--- START ---

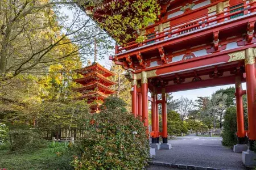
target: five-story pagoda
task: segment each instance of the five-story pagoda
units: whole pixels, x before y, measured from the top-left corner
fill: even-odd
[[[74,89],[82,94],[79,99],[87,100],[87,103],[90,104],[92,113],[98,112],[104,99],[115,92],[109,88],[110,86],[115,83],[108,79],[108,77],[114,74],[97,62],[75,71],[84,76],[74,80],[82,85],[81,87]]]

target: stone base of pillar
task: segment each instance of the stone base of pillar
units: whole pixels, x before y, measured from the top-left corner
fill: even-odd
[[[249,139],[249,150],[250,150],[251,151],[253,150],[254,148],[254,143],[255,143],[255,140],[250,140]]]
[[[172,145],[168,143],[162,143],[160,147],[162,150],[170,150],[172,148]]]
[[[159,137],[156,138],[156,143],[159,143]]]
[[[155,148],[150,147],[150,154],[151,157],[155,156]]]
[[[168,143],[168,138],[162,138],[163,143]]]
[[[157,138],[151,138],[151,143],[158,143]]]
[[[249,150],[243,151],[242,154],[242,161],[246,167],[256,166],[256,154]]]
[[[245,144],[237,144],[234,145],[233,151],[236,153],[242,153],[243,151],[246,151],[248,149],[248,146]]]
[[[246,137],[237,137],[238,144],[246,144]]]
[[[154,148],[156,150],[160,150],[160,144],[158,143],[151,143],[150,144],[150,147],[151,148]]]

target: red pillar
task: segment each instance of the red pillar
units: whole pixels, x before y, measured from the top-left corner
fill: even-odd
[[[237,105],[237,137],[238,144],[245,144],[245,133],[243,122],[243,107],[242,94],[241,76],[236,77],[236,101]]]
[[[141,93],[138,93],[138,116],[139,116],[139,119],[142,121],[142,103],[141,99]]]
[[[159,115],[158,114],[158,104],[156,101],[158,99],[158,95],[156,94],[155,96],[155,124],[156,124],[156,143],[159,143]]]
[[[248,137],[249,149],[253,150],[256,140],[256,108],[255,107],[255,57],[254,49],[250,48],[245,50],[245,72],[246,73],[247,105],[248,110]]]
[[[152,132],[153,135],[152,135],[152,143],[157,143],[156,138],[156,116],[155,112],[155,88],[154,89],[154,92],[151,94],[151,97],[152,102],[151,103],[151,125],[152,125]]]
[[[168,143],[168,133],[167,133],[167,113],[166,108],[166,88],[162,88],[162,100],[163,100],[162,108],[162,138],[163,138],[163,143]]]
[[[142,91],[142,118],[144,120],[144,126],[147,127],[147,131],[148,131],[148,121],[147,116],[147,73],[145,71],[142,71],[141,78],[141,91]]]
[[[131,112],[134,116],[137,116],[137,80],[131,82]]]

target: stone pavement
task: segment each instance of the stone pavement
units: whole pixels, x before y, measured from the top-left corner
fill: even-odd
[[[242,162],[242,154],[234,153],[231,148],[223,146],[221,140],[222,138],[198,137],[195,134],[177,137],[168,141],[172,144],[171,150],[156,151],[156,156],[152,161],[226,169],[246,169]]]

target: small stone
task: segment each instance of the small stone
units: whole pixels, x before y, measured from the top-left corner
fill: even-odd
[[[171,164],[171,167],[172,168],[179,168],[179,165],[175,164]]]
[[[196,169],[196,167],[195,167],[195,166],[192,166],[192,165],[187,165],[187,169]]]
[[[179,168],[180,168],[180,169],[187,169],[187,165],[179,165]]]
[[[159,165],[159,166],[163,166],[163,163],[162,162],[153,162],[153,165]]]

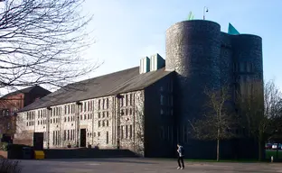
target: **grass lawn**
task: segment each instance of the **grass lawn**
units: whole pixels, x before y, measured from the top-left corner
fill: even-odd
[[[270,159],[273,156],[274,159],[277,158],[276,150],[266,150],[266,159]],[[278,159],[282,159],[282,150],[278,150]]]
[[[269,161],[270,157],[273,156],[274,159],[277,158],[277,150],[266,150],[266,159]],[[156,159],[156,158],[155,158]],[[278,159],[282,159],[282,150],[278,151]],[[176,159],[165,159],[165,158],[157,158],[156,159],[173,159],[176,160]],[[216,159],[184,159],[185,161],[191,162],[217,162]],[[239,162],[239,163],[250,163],[250,162],[258,162],[257,159],[221,159],[220,162]]]

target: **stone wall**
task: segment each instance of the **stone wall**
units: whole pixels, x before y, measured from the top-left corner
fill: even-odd
[[[118,123],[120,118],[120,148],[135,150],[136,141],[136,113],[143,111],[144,91],[70,103],[19,113],[17,134],[44,133],[44,148],[48,147],[48,121],[50,122],[50,148],[80,144],[80,131],[86,129],[86,144],[102,149],[117,148]],[[118,106],[118,103],[120,106]],[[141,106],[140,106],[141,105]],[[50,115],[50,116],[49,116]],[[48,119],[50,117],[50,119]]]

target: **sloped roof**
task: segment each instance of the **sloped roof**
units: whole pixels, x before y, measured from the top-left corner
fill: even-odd
[[[24,107],[20,112],[141,90],[170,73],[172,71],[165,71],[163,68],[139,74],[139,67],[118,71],[70,84]]]
[[[41,87],[41,86],[30,86],[30,87],[20,89],[20,90],[17,90],[17,91],[6,94],[4,96],[2,96],[1,98],[6,98],[8,96],[12,96],[18,95],[18,94],[21,94],[21,93],[22,94],[27,94],[27,93],[30,93],[34,87]]]

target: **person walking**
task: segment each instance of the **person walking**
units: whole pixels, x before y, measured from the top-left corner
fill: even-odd
[[[178,152],[178,159],[177,159],[178,168],[177,168],[177,169],[184,169],[184,161],[183,161],[184,149],[179,143],[177,144],[177,152]],[[182,165],[180,164],[180,162],[182,163]]]

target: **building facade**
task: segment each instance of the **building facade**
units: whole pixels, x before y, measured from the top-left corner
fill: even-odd
[[[70,84],[24,107],[18,133],[43,132],[47,148],[90,144],[146,157],[175,156],[181,142],[193,158],[204,145],[203,158],[212,158],[213,144],[194,142],[188,121],[202,114],[204,88],[227,85],[234,99],[249,92],[246,82],[263,84],[261,44],[213,22],[177,23],[166,31],[165,60],[156,54],[139,67]]]
[[[0,133],[14,137],[16,124],[16,113],[51,92],[34,86],[9,93],[0,98]]]

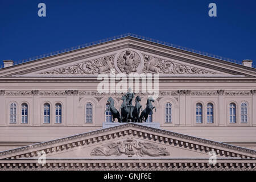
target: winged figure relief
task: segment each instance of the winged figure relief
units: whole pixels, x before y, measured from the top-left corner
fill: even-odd
[[[154,72],[158,73],[158,68],[156,67],[158,63],[158,59],[151,56],[144,56],[145,67],[144,67],[144,72]]]
[[[137,68],[141,63],[139,55],[130,50],[120,53],[117,60],[117,67],[122,72],[127,74],[136,72]]]
[[[111,69],[114,69],[113,56],[106,56],[100,60],[101,67],[98,68],[99,73],[110,73]]]

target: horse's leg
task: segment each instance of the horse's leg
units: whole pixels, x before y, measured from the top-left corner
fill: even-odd
[[[147,115],[147,116],[145,117],[145,118],[144,118],[144,122],[146,122],[146,121],[147,121],[147,117],[148,117],[148,115]]]

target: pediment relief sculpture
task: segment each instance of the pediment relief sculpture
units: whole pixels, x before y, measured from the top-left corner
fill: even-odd
[[[145,73],[164,74],[216,74],[216,72],[193,67],[179,64],[170,60],[143,55]]]
[[[44,75],[95,75],[109,73],[114,68],[114,55],[40,73]]]
[[[117,60],[118,68],[126,74],[137,72],[137,68],[141,62],[141,57],[138,53],[129,49],[121,52]]]
[[[102,144],[92,150],[90,155],[94,156],[163,156],[170,155],[166,148],[159,147],[150,142],[142,142],[129,138],[123,141]]]
[[[153,56],[141,54],[127,49],[118,54],[113,54],[81,62],[65,67],[40,73],[40,75],[97,75],[110,73],[160,73],[169,75],[215,75],[216,72],[189,66]]]

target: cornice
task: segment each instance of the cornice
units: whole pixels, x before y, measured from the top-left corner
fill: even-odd
[[[120,130],[122,131],[120,131]],[[106,134],[109,132],[112,133],[111,134]],[[171,144],[173,143],[174,144],[184,146],[195,150],[199,150],[200,148],[205,151],[214,150],[217,154],[220,154],[220,155],[221,154],[225,156],[230,156],[231,154],[234,154],[234,156],[240,156],[242,158],[255,158],[256,156],[256,151],[255,150],[129,123],[3,151],[0,152],[0,158],[20,158],[20,156],[22,157],[23,155],[33,156],[36,155],[37,152],[42,150],[45,150],[46,152],[48,153],[51,151],[68,148],[71,146],[75,147],[81,144],[88,144],[101,141],[107,138],[113,138],[117,136],[125,136],[126,135],[143,136],[148,138],[149,139],[153,139],[160,142],[164,142]],[[64,142],[65,142],[65,144],[63,143]],[[53,147],[53,144],[55,145],[54,147]],[[209,145],[210,145],[210,146]],[[42,149],[42,147],[44,147],[44,148]],[[219,147],[221,148],[220,148]],[[230,150],[232,150],[233,152]],[[238,153],[233,153],[236,152]],[[22,154],[20,152],[22,152]]]
[[[116,82],[118,82],[116,81]],[[256,77],[159,77],[159,82],[256,82]],[[0,77],[0,83],[9,82],[95,82],[99,83],[97,77]]]
[[[248,96],[251,95],[255,95],[256,90],[169,90],[166,91],[159,91],[159,96]],[[0,96],[89,96],[94,97],[96,99],[100,101],[103,96],[117,96],[116,98],[119,101],[122,96],[122,93],[99,93],[97,91],[92,90],[0,90]],[[141,92],[137,93],[137,95],[140,96],[147,96],[147,93],[142,93]],[[80,98],[80,100],[81,98]],[[159,98],[160,100],[160,98]]]
[[[44,165],[38,160],[1,160],[2,170],[160,170],[243,171],[256,170],[255,159],[217,159],[215,165],[208,159],[47,159]]]

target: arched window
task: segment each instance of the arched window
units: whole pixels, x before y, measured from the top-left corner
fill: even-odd
[[[22,123],[27,123],[27,104],[22,104]]]
[[[61,123],[61,105],[60,103],[57,103],[55,105],[55,123]]]
[[[235,123],[237,122],[237,106],[234,103],[229,105],[229,122]]]
[[[203,123],[202,108],[201,103],[197,103],[196,105],[196,122],[197,123]]]
[[[91,103],[86,103],[85,109],[85,118],[86,123],[92,122],[92,105]]]
[[[151,123],[152,122],[152,110],[151,110],[150,114],[148,114],[147,119],[146,120],[146,122],[147,123]]]
[[[44,105],[44,123],[50,123],[50,105],[48,103]]]
[[[108,109],[109,106],[108,105],[106,105],[106,109]],[[112,122],[112,114],[110,111],[106,111],[106,122]]]
[[[207,123],[213,123],[213,104],[207,104]]]
[[[166,122],[172,122],[172,104],[167,103],[164,107],[164,115],[166,116]]]
[[[14,103],[11,104],[10,107],[10,122],[11,123],[16,123],[16,104]]]
[[[242,123],[247,123],[247,104],[242,103],[241,105],[241,122]]]

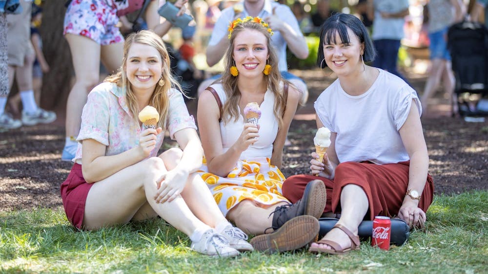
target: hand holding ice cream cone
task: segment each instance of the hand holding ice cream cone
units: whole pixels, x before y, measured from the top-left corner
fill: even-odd
[[[249,103],[244,108],[244,115],[245,116],[246,123],[250,123],[258,125],[258,121],[261,117],[261,110],[257,103]]]
[[[159,113],[153,107],[146,106],[139,112],[139,120],[142,123],[142,128],[156,129],[159,121]]]
[[[319,128],[313,138],[313,143],[315,146],[315,152],[319,155],[318,160],[322,163],[324,162],[324,156],[327,152],[327,149],[330,146],[330,130],[324,127]],[[317,175],[316,174],[316,176]]]

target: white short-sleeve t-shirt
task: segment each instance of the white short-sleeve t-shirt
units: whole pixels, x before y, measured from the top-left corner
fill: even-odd
[[[315,101],[321,121],[337,133],[335,151],[340,163],[369,161],[382,164],[409,160],[399,130],[412,100],[422,113],[420,102],[405,81],[378,70],[373,85],[361,95],[349,95],[337,79]]]

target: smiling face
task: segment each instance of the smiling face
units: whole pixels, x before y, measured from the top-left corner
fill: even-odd
[[[343,42],[338,32],[335,32],[335,39],[331,39],[328,43],[324,39],[324,58],[327,66],[338,76],[346,76],[364,69],[361,55],[364,44],[348,28],[347,35],[349,42]]]
[[[127,53],[125,72],[136,92],[152,92],[163,73],[163,61],[155,48],[134,43]]]
[[[266,37],[254,30],[246,30],[238,34],[234,40],[232,57],[244,77],[263,76],[268,54]]]

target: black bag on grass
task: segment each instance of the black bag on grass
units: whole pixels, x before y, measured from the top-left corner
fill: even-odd
[[[339,219],[335,218],[320,218],[320,230],[319,231],[319,238],[321,239],[332,229]],[[410,236],[410,227],[401,219],[391,219],[391,237],[390,244],[402,245]],[[358,234],[362,240],[370,238],[373,234],[373,221],[363,221],[359,224]]]

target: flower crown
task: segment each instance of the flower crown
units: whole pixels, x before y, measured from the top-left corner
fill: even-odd
[[[252,16],[247,16],[242,19],[241,18],[238,18],[231,22],[230,25],[229,25],[229,28],[227,29],[229,31],[229,39],[230,39],[231,37],[232,36],[232,32],[234,31],[234,29],[238,25],[242,23],[247,23],[247,22],[252,22],[257,24],[261,24],[263,25],[263,26],[266,28],[266,30],[269,33],[270,35],[273,35],[274,34],[274,33],[273,32],[273,30],[268,27],[268,24],[266,22],[264,22],[264,20],[257,17],[253,17]]]

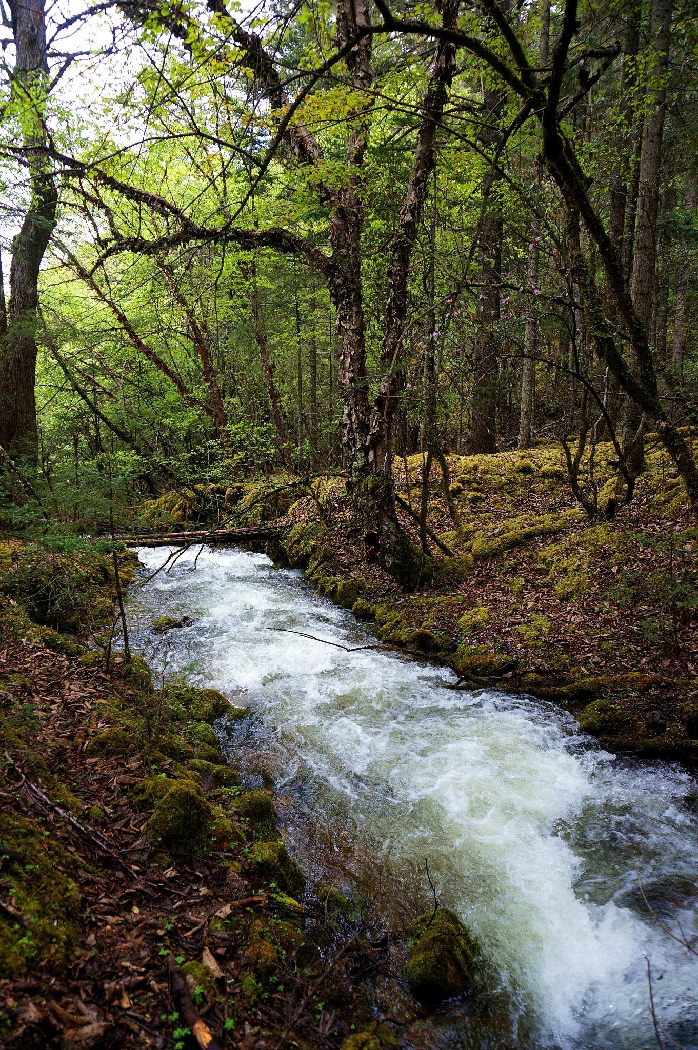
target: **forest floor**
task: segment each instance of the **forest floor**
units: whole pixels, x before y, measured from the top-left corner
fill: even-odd
[[[597,447],[599,506],[615,486],[614,458],[611,444]],[[652,440],[647,464],[634,501],[615,520],[590,523],[554,442],[450,456],[457,524],[435,463],[427,522],[453,556],[429,539],[433,558],[413,593],[362,560],[339,480],[318,486],[319,501],[304,496],[287,510],[279,524],[291,529],[270,552],[373,621],[385,644],[453,667],[463,688],[562,704],[614,750],[698,757],[698,530]],[[422,470],[421,456],[395,465],[398,492],[415,512]],[[588,456],[580,480],[589,486]],[[265,512],[274,517],[263,507],[252,517]],[[414,518],[398,513],[418,543]]]
[[[395,1050],[364,974],[401,949],[364,901],[303,891],[272,789],[238,788],[212,743],[240,709],[80,653],[4,600],[0,1046],[302,1050],[354,1032],[355,1050]]]
[[[612,459],[597,450],[602,492]],[[279,526],[276,564],[462,688],[562,704],[611,750],[698,757],[697,531],[661,452],[650,442],[635,501],[601,523],[552,443],[448,467],[458,522],[437,465],[428,525],[451,554],[430,540],[411,593],[361,559],[338,478],[164,494],[133,523],[210,522],[194,503],[215,496],[235,523]],[[396,480],[418,509],[421,456]],[[133,558],[120,555],[124,584]],[[85,651],[81,632],[113,609],[103,555],[13,541],[0,563],[0,1045],[395,1050],[380,1018],[420,1010],[406,938],[366,901],[303,887],[273,789],[244,791],[218,749],[213,721],[244,709]]]

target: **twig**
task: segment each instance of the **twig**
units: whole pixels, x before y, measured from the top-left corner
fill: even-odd
[[[669,928],[669,926],[664,925],[664,923],[661,921],[661,919],[659,918],[659,916],[657,915],[657,912],[654,910],[654,908],[652,907],[652,905],[648,901],[647,897],[644,896],[644,889],[642,888],[642,883],[641,883],[641,881],[640,881],[639,878],[637,880],[637,884],[640,887],[640,892],[642,895],[642,900],[644,901],[644,903],[647,905],[647,909],[650,912],[650,915],[652,916],[652,918],[658,923],[659,928],[662,929],[664,931],[664,933],[667,933],[668,937],[671,937],[672,941],[676,941],[676,943],[680,944],[682,948],[685,948],[686,951],[690,951],[693,956],[698,956],[698,951],[691,944],[689,944],[689,942],[686,941],[685,937],[683,937],[683,936],[677,937],[676,933],[672,932],[672,930]],[[680,925],[679,925],[679,929],[681,929]],[[683,934],[683,930],[681,930],[681,934]]]
[[[409,504],[405,503],[402,497],[398,496],[397,492],[395,492],[395,499],[396,503],[399,503],[402,509],[406,510],[410,518],[414,518],[416,522],[419,522],[419,514],[416,514],[413,508],[409,506]],[[453,551],[449,550],[446,544],[442,540],[440,540],[437,533],[432,532],[429,526],[426,524],[424,525],[424,531],[436,543],[437,547],[441,547],[441,549],[443,550],[444,554],[446,554],[447,558],[454,556]]]
[[[65,810],[63,810],[60,805],[57,805],[56,802],[51,802],[48,796],[45,795],[40,788],[37,788],[36,784],[33,784],[29,780],[26,779],[26,777],[22,773],[21,768],[17,764],[17,762],[15,762],[10,758],[10,756],[6,751],[4,752],[4,757],[10,763],[10,765],[13,765],[19,773],[21,778],[21,783],[23,784],[24,788],[26,788],[27,794],[34,802],[39,802],[40,804],[47,806],[49,810],[52,810],[55,813],[57,813],[59,817],[62,817],[63,820],[66,820],[71,827],[73,827],[80,835],[83,836],[83,838],[86,838],[93,846],[97,846],[98,849],[101,849],[102,853],[105,853],[114,862],[117,867],[120,867],[122,872],[128,875],[130,879],[132,879],[134,882],[138,882],[140,877],[135,874],[135,872],[132,870],[132,868],[128,864],[124,863],[124,861],[117,853],[114,853],[114,850],[111,848],[111,845],[109,844],[109,840],[106,839],[104,835],[102,835],[100,832],[91,832],[89,828],[85,827],[84,824],[81,824],[80,821],[72,816],[72,814],[66,813]]]
[[[29,925],[29,920],[26,916],[22,915],[19,908],[13,907],[12,904],[5,904],[4,901],[0,901],[0,911],[4,911],[10,919],[16,919],[17,922],[21,922],[22,926]]]
[[[308,991],[305,992],[305,994],[303,995],[303,998],[302,998],[302,1000],[300,1002],[300,1006],[298,1007],[298,1009],[296,1010],[295,1014],[293,1015],[293,1017],[292,1017],[292,1020],[291,1020],[288,1028],[285,1029],[285,1031],[281,1035],[281,1038],[278,1041],[278,1043],[274,1047],[274,1050],[281,1050],[281,1047],[285,1043],[285,1040],[287,1040],[287,1036],[288,1036],[289,1032],[291,1031],[291,1029],[293,1028],[293,1026],[297,1023],[297,1021],[300,1017],[301,1013],[305,1009],[305,1006],[308,1005],[309,1000],[312,999],[312,996],[315,994],[315,992],[320,987],[320,985],[322,984],[322,982],[330,975],[330,973],[333,971],[333,969],[335,968],[335,966],[337,965],[337,963],[339,962],[339,960],[342,958],[342,956],[346,954],[346,952],[348,951],[348,949],[352,947],[352,945],[358,939],[358,937],[363,932],[363,930],[366,928],[366,926],[368,925],[368,923],[374,918],[374,916],[376,915],[377,911],[378,911],[378,907],[375,907],[374,910],[368,916],[368,920],[359,929],[357,929],[356,933],[354,933],[348,939],[348,941],[346,942],[346,944],[343,945],[342,948],[340,948],[340,950],[337,952],[337,954],[335,956],[335,958],[327,964],[327,966],[324,968],[324,970],[322,971],[322,973],[320,974],[320,976],[317,979],[317,981],[310,986],[310,988],[308,989]]]
[[[326,638],[316,638],[314,634],[305,634],[303,631],[292,631],[289,627],[266,627],[266,631],[283,631],[284,634],[299,634],[301,638],[310,638],[311,642],[322,642],[325,646],[334,646],[335,649],[343,649],[345,653],[360,653],[363,649],[385,649],[384,645],[377,646],[355,646],[351,649],[348,646],[342,646],[339,642],[327,642]]]
[[[122,1017],[128,1017],[129,1021],[134,1021],[135,1024],[140,1028],[142,1028],[144,1032],[148,1033],[148,1035],[155,1035],[155,1036],[160,1037],[161,1040],[165,1040],[166,1043],[172,1043],[172,1044],[174,1044],[174,1040],[171,1040],[169,1035],[165,1035],[164,1032],[156,1032],[152,1028],[148,1028],[147,1025],[144,1025],[143,1022],[141,1021],[141,1018],[139,1017],[138,1013],[131,1013],[129,1010],[124,1010],[124,1012],[121,1014],[121,1016]]]
[[[430,926],[431,923],[433,922],[433,920],[437,918],[437,911],[439,910],[439,898],[437,897],[437,887],[431,882],[431,876],[429,875],[429,859],[428,859],[428,857],[424,858],[424,866],[426,868],[426,877],[429,880],[429,885],[431,886],[431,892],[433,894],[433,915],[429,919],[429,926]]]
[[[659,1047],[659,1050],[663,1050],[663,1047],[661,1045],[661,1035],[659,1034],[659,1025],[657,1024],[657,1015],[654,1012],[654,995],[652,993],[652,969],[650,968],[650,959],[648,956],[644,957],[644,961],[648,964],[648,985],[650,988],[650,1013],[652,1014],[654,1034],[657,1040],[657,1046]]]
[[[170,974],[172,999],[175,1000],[175,1005],[178,1007],[182,1018],[185,1025],[191,1029],[191,1034],[196,1040],[200,1050],[220,1050],[220,1044],[213,1037],[211,1029],[194,1006],[189,985],[184,973],[177,966],[174,956],[169,956],[167,968]]]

--- END ---

PROBLEM -
Put the rows from the line with "target: red pillar" to the line with "[[[131,112],[134,116],[137,116],[137,80],[131,82]]]" into a CSV with two columns, instruction and polygons. Each field should be quoted, with line breaks replaced by spaces: the text lines go under instruction and the outlines that follow them go under polygons.

EXERCISE RESULT -
instruction,polygons
"target: red pillar task: segment each instance of the red pillar units: whole pixels, x before y, measured from the top-left corner fill: even-odd","[[[237,105],[237,137],[238,144],[245,144],[245,133],[243,122],[243,107],[242,94],[241,76],[236,77],[236,101]]] [[[141,93],[138,93],[138,116],[139,116],[139,119],[142,121],[142,103],[141,99]]] [[[159,115],[158,114],[158,104],[156,101],[158,99],[158,95],[156,94],[155,96],[155,124],[156,124],[156,143],[159,143]]] [[[248,137],[249,149],[253,150],[256,140],[256,108],[255,107],[255,57],[254,49],[250,48],[245,50],[245,72],[246,73],[247,105],[248,110]]] [[[152,132],[153,135],[152,135],[152,143],[157,143],[156,138],[156,116],[155,112],[155,88],[154,89],[154,92],[151,94],[151,97],[152,102],[151,103],[151,125],[152,125]]] [[[168,143],[168,133],[167,133],[167,113],[166,108],[166,88],[162,88],[162,100],[163,100],[162,108],[162,138],[163,138],[163,143]]] [[[142,91],[142,118],[144,120],[144,126],[147,127],[147,131],[148,131],[148,121],[147,116],[147,73],[145,71],[142,71],[141,78],[141,91]]] [[[131,112],[134,116],[137,116],[137,80],[131,82]]]"